───── TEXTE FOURNI ─────

Ce jeudi soir, deux mondes séparés se sont rencontrés dans un amphithéâtre aux briques rouges flamboyantes de la fac de Tolbiac à travers un meeting mettant au centre la dénonciation de ces violences, leur usage disproportionné et systématique. D’un côté des jeunes, des étudiant-e-s, des syndicalistes, mobilisé-e-s contre la loi travail au printemps dernier, de l’autre des militant-e-s de l’antiracisme politique, des proches ou parent.e.s de victimes des violences policières.

───── ENTRÉES DE DONNÉES ─────

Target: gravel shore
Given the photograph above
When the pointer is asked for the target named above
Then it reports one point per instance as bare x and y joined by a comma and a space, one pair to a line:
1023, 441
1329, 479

─────

* **TRAVAIL À RÉALISER**
Recopiez le passage du texte fourni qui va de « Ce jeudi soir, deux » jusqu'à « des violences policières. » inclus, en remplaçant « amphithéâtre » par « auditorium ».

* **RÉSULTAT OBTENU**
Ce jeudi soir, deux mondes séparés se sont rencontrés dans un auditorium aux briques rouges flamboyantes de la fac de Tolbiac à travers un meeting mettant au centre la dénonciation de ces violences, leur usage disproportionné et systématique. D’un côté des jeunes, des étudiant-e-s, des syndicalistes, mobilisé-e-s contre la loi travail au printemps dernier, de l’autre des militant-e-s de l’antiracisme politique, des proches ou parent.e.s de victimes des violences policières.